SEITENAUSZUG.
Onrush - Review

Ihr pusht euch in Mario Kart & Co., weil ihr euren Freunden rasant davon gefahren seid, und feiert euch für den ersten Platz? Jagt womöglich in Gran Turismo oder der Formel-1-Reihe der Pole Position hinterher? Vergesst, was ihr bisher gesehen habt! Die ehemaligen Evolution Studios - Entwickler von DriveClub und Motorstorm - verfolgen mit Onrush einen völlig anderen Ansatz und stellen wilde Crashes, Teamarbeit und Style in den Vordergrund. Als eines der wenigen noch übrig gebliebenen Arcade-Rennspielen dieser Generation versucht sich Codemasters an einer entsprechenden Revolution inklusive eSport-Potenzial. Doch wie viel Schein steckt hinter dem Sein?

Ihr habt es geliebt, im Freundeskreis Mario Kart auf einem viel zu kleinen Fernseher zu spielen? Die Hatz nach dem Sieg und dem nächsten Item genossen? Dass das auch anders gehen kann, beweisen die Entwickler von Onrush. Schon im ersten Rennen wird klar, dass es sich hier um ein alternatives Konzept handelt, welches für ein einmaliges Spielerlebnis sorgt und so auch weniger spielaffinen Menschen den Zugang zu Rennspielen ermöglicht. Doch zunächst einmal von vorn: In einem Tutorial klärt mich eine völlig überdrehte Stimme, die genauso in etlichen Need-for-Speed-Spielen der 2005er Generation ihr Unwesen getrieben hat, auf, wie die Mechaniken des Spiels funktionieren. Spielerisch stets verständlich und gemächlich führt mich der Teufel der Vergangenheit durch das erste Rennen.


Lizenzierte Fahrzeuge? Weg damit! Hauptsache Wumms!



In jenem wird man auch auf den Fuhrpark aufmerksam gemacht, welcher sich in verschiedene Kategorien unterteilt. Damit für Abwechslung und spannende Action gesorgt ist, bedient man sich einer breiten Palette von superschnellen Motorbikes bis hin zu Monstertruck-ähnlichen Vehikeln, die mit ordentlich Kraft die Gegner von der Strecke pusten. Dabei ist es immer wichtig, die Boost-Anzeige nicht aus den Augen zu verlieren. Jeder Crash, jeder Trick und jeder Sprung sorgen für das stetige Aufladen eben jener, die dafür benötigt wird, das Punktekonto des eigenen Teams voranzutreiben. Als praktisches Kanonenfutter dienen zur schnelleren Aufladung die unzähligen Bots auf der Strecke, die mit dem direkten Renngeschehen zwar nichts zu tun haben, aber in der Action immer wieder spawnen, um nur darauf zu warten, gleich wieder ausgeschaltet zu werden. Die gestellten Challenges, die zum Teil darauf ausgelegt sind, möglichst viele der CPU-Kandidaten zu eliminieren, motivieren außerdem, sich immer im Getümmel zu halten, und bieten so fernab des eigentlich laufenden Spielmodus durchaus Abwechslung.

LISTENAUSZÜGE.
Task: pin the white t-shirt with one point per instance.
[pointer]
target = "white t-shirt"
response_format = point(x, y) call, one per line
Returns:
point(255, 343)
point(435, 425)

ZU BEARBEITEN.
A – Welches ehemalige Studio hat laut Seitenauszug DriveClub und Motorstorm entwickelt?
B – Aktualisiere bitte den Seitenauszug von "Ihr pusht euch" bis "hinter dem Sein?", indem du "Teamarbeit" durch "Taktik" ersetzt.

ERGEBNISSE JE AUFGABE.
A – Die ehemaligen Evolution Studios.

B –
Ihr pusht euch in Mario Kart & Co., weil ihr euren Freunden rasant davon gefahren seid, und feiert euch für den ersten Platz? Jagt womöglich in Gran Turismo oder der Formel-1-Reihe der Pole Position hinterher? Vergesst, was ihr bisher gesehen habt! Die ehemaligen Evolution Studios - Entwickler von DriveClub und Motorstorm - verfolgen mit Onrush einen völlig anderen Ansatz und stellen wilde Crashes, Taktik und Style in den Vordergrund. Als eines der wenigen noch übrig gebliebenen Arcade-Rennspielen dieser Generation versucht sich Codemasters an einer entsprechenden Revolution inklusive eSport-Potenzial. Doch wie viel Schein steckt hinter dem Sein?